§ Alıntı:

.....

1972 yılında Konya ilinin Kadınhanı ilçesinde doğdu. İlk ve orta öğrenimini memleketinde tamamladı. Konya Endüstri Meslek Lisesini bitirdikten sonra 1990 yılında girdiği Selçuk Üniversitesi İlahiyat Fakültesi’nden 1995 yılında mezun oldu. Aynı yıl Kahramanmaraş İmam Hatip Lisesinde öğretmenliğe başladı. Kahramanmaraş’ta çeşitli okullarda öğretmen olarak çalıştı. Sütçü İmam Üniversitesi Sosyal Bilimler Enstitüsü Temel İslâm Bilimleri Tefsir Anabilim Dalında “Kur’an’ın Engellilere Yaklaşımı ve İslâm’ın Engellilere Tanıdığı Kolaylıklar” adlı tez çalışması ile 2006 yılında yüksek lisansını; Erciyes Üniversitesi Sosyal Bilimler Enstitüsü Temel İslam Bilimleri Tefsir Anabilim Dalında “Kur’an’da İnsanın İç Denetimi” adlı teziyle de 2019 yılında Doktorasını tamamladı. 2009 yılında Erzincan İl Milli Eğitim Müdürlüğüne ilköğretim müfettiş yardımcısı olarak atandı. 2012 yılında müfettiş oldu. Halen 2014 yılında tayin olduğu İstanbul İl Milli Eğitim Müdürlüğünde eğitim müfettişi olarak görev yapmaktadır. Yüksek lisans ve Doktora çalışmaları kitap olarak yayımlanmıştır.
Kur’an “kolaylaştırmayı” genel bir ilke olarak ortaya koymaktadır.[1] Bu bağlamda İslami hükümlerin “mükelleflerden zorluğun kaldırılması” genel ilkesi üzerine kurulduğu söylenebilir. Bu çerçeve içinde engelli insanların dinî görevlerle ilgili olarak ancak güçlerinin yettiği şeylerden sorumlu olduklarına iki ayette değinilmektedir:
“Görme engelli için bir güçlük yoktur; yürüme engelli için bir güçlük yoktur; hastaya da bir güçlük yoktur. ….”(Nur, 24/61).

.....

§ Görevin Tanımı: Alıntının tamamını hiçbir değişiklik yapmadan yeniden veriniz. Alıntıdan sonra gelen satırlar, alıntıdan bağımsız ayrı bir malzemedir.

.....

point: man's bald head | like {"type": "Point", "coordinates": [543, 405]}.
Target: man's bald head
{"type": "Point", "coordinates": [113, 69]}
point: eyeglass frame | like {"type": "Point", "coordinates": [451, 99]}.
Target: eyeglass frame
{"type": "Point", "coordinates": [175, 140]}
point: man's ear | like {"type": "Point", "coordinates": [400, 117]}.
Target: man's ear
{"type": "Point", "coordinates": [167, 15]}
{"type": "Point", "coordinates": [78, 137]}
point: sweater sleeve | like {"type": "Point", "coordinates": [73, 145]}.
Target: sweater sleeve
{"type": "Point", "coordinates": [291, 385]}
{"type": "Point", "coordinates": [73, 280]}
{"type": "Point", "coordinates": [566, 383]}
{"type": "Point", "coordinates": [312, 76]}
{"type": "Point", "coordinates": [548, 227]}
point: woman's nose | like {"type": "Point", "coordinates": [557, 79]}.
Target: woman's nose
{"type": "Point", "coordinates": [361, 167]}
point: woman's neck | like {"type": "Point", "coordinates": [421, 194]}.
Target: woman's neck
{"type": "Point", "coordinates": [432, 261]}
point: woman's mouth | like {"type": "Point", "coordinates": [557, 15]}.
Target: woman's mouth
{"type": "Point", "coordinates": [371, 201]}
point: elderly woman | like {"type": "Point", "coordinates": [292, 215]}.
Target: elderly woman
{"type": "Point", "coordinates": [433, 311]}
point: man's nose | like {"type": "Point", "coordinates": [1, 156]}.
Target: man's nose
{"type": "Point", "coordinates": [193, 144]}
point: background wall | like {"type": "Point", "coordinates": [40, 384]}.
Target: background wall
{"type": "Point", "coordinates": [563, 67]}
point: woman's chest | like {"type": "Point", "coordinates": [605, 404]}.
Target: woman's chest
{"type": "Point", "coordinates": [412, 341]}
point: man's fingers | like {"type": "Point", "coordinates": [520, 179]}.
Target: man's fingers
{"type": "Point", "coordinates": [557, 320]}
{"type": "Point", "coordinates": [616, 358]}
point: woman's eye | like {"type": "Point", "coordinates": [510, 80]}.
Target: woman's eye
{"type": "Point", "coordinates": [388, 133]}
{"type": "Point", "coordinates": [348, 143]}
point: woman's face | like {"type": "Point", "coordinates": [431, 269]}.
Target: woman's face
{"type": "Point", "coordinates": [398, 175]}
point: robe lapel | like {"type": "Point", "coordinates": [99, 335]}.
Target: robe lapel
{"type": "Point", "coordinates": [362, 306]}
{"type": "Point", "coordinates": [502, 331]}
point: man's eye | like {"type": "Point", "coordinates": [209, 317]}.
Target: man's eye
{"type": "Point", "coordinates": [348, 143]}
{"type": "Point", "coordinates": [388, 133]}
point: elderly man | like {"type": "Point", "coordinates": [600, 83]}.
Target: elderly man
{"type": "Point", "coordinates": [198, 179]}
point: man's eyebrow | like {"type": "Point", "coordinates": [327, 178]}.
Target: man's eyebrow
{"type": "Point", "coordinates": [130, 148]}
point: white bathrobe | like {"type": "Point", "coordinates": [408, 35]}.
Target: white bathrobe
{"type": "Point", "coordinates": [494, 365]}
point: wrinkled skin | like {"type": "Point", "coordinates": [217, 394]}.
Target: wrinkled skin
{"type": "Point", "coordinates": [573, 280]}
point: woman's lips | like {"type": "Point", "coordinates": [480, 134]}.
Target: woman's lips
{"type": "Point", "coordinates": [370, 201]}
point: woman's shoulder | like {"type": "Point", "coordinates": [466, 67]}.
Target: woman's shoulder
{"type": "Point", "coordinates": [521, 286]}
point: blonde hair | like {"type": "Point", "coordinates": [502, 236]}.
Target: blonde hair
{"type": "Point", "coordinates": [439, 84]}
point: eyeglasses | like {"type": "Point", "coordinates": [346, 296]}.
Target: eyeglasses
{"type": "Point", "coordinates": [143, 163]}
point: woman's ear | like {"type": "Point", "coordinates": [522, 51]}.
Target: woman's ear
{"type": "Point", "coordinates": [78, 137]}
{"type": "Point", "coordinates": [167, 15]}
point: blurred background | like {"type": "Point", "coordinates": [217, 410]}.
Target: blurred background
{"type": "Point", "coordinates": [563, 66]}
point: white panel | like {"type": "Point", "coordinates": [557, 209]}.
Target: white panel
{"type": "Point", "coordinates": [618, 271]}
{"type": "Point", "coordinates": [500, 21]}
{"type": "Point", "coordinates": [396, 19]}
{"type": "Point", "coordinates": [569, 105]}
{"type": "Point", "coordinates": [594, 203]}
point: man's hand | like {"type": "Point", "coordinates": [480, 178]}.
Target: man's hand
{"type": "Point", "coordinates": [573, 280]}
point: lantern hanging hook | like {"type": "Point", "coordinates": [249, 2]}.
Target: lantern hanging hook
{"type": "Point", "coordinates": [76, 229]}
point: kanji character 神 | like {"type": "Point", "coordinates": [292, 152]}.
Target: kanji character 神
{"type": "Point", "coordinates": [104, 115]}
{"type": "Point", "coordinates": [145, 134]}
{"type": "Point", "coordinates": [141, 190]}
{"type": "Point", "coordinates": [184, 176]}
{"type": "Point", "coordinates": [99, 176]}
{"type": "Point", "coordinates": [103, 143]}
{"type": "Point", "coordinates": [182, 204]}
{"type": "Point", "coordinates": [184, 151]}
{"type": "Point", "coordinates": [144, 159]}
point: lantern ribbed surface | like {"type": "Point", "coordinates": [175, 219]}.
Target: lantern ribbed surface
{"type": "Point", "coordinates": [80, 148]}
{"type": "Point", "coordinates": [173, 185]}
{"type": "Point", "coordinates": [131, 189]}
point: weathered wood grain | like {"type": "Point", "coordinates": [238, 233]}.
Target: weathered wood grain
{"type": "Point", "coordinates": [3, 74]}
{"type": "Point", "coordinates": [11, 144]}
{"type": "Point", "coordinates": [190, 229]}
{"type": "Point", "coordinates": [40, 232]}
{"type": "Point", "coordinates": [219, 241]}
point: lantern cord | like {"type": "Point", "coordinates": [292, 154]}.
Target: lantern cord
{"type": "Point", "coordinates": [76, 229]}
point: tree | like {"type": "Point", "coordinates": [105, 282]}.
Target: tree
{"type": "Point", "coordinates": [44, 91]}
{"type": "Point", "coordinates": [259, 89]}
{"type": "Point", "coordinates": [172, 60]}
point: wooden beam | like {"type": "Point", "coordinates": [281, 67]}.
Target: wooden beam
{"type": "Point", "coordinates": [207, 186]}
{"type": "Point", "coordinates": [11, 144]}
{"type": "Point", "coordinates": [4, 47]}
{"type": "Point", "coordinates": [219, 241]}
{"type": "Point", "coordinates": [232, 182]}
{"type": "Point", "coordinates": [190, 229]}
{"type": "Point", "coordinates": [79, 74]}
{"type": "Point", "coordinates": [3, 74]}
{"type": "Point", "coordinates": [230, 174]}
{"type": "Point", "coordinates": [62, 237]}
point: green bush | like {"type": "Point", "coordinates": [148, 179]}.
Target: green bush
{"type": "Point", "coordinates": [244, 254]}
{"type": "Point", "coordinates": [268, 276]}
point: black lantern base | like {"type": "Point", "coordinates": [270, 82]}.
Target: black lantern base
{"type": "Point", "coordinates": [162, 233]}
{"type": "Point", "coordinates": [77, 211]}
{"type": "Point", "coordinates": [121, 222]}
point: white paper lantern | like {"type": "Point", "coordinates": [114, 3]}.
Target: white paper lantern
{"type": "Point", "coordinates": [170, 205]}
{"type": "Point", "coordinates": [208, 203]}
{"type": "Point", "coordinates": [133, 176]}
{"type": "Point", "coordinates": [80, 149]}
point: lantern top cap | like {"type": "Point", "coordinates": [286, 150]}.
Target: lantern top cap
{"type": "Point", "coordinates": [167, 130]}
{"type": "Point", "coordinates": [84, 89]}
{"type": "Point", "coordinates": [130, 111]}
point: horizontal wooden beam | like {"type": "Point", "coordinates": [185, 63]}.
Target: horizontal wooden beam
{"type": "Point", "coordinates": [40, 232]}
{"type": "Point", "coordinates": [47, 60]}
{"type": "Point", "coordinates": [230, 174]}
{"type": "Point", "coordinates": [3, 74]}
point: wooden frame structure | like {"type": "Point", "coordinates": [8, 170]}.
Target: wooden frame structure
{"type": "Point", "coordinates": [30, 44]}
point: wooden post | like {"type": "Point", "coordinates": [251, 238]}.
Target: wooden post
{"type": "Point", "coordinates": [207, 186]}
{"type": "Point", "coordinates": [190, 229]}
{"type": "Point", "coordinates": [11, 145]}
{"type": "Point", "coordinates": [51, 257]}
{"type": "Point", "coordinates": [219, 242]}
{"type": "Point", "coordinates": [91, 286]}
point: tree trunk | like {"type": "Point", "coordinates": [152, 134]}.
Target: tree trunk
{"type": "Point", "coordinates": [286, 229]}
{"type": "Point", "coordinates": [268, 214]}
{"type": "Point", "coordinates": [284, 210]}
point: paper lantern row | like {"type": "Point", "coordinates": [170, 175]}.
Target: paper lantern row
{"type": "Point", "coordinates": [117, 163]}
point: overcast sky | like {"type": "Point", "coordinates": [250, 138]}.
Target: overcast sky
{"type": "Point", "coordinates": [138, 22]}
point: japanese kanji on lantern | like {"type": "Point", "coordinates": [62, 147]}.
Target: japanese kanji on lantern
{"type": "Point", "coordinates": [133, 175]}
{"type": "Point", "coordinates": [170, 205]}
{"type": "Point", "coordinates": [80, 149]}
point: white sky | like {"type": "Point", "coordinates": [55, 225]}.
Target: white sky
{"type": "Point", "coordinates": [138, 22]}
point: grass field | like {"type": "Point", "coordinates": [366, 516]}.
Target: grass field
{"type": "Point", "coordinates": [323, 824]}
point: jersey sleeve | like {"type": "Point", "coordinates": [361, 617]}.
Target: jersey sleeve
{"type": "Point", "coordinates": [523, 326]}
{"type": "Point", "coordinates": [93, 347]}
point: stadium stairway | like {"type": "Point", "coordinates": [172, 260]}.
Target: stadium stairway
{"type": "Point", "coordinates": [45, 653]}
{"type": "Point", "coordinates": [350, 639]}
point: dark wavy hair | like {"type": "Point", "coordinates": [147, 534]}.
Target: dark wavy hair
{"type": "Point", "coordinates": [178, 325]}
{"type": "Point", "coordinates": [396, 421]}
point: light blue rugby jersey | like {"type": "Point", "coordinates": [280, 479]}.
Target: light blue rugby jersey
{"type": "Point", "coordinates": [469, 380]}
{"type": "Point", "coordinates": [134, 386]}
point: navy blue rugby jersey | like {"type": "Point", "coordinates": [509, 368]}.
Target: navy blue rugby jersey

.....

§ Alıştırma Yanıtı:
1972 yılında Konya ilinin Kadınhanı ilçesinde doğdu. İlk ve orta öğrenimini memleketinde tamamladı. Konya Endüstri Meslek Lisesini bitirdikten sonra 1990 yılında girdiği Selçuk Üniversitesi İlahiyat Fakültesi’nden 1995 yılında mezun oldu. Aynı yıl Kahramanmaraş İmam Hatip Lisesinde öğretmenliğe başladı. Kahramanmaraş’ta çeşitli okullarda öğretmen olarak çalıştı. Sütçü İmam Üniversitesi Sosyal Bilimler Enstitüsü Temel İslâm Bilimleri Tefsir Anabilim Dalında “Kur’an’ın Engellilere Yaklaşımı ve İslâm’ın Engellilere Tanıdığı Kolaylıklar” adlı tez çalışması ile 2006 yılında yüksek lisansını; Erciyes Üniversitesi Sosyal Bilimler Enstitüsü Temel İslam Bilimleri Tefsir Anabilim Dalında “Kur’an’da İnsanın İç Denetimi” adlı teziyle de 2019 yılında Doktorasını tamamladı. 2009 yılında Erzincan İl Milli Eğitim Müdürlüğüne ilköğretim müfettiş yardımcısı olarak atandı. 2012 yılında müfettiş oldu. Halen 2014 yılında tayin olduğu İstanbul İl Milli Eğitim Müdürlüğünde eğitim müfettişi olarak görev yapmaktadır. Yüksek lisans ve Doktora çalışmaları kitap olarak yayımlanmıştır.
Kur’an “kolaylaştırmayı” genel bir ilke olarak ortaya koymaktadır.[1] Bu bağlamda İslami hükümlerin “mükelleflerden zorluğun kaldırılması” genel ilkesi üzerine kurulduğu söylenebilir. Bu çerçeve içinde engelli insanların dinî görevlerle ilgili olarak ancak güçlerinin yettiği şeylerden sorumlu olduklarına iki ayette değinilmektedir:
“Görme engelli için bir güçlük yoktur; yürüme engelli için bir güçlük yoktur; hastaya da bir güçlük yoktur. ….”(Nur, 24/61).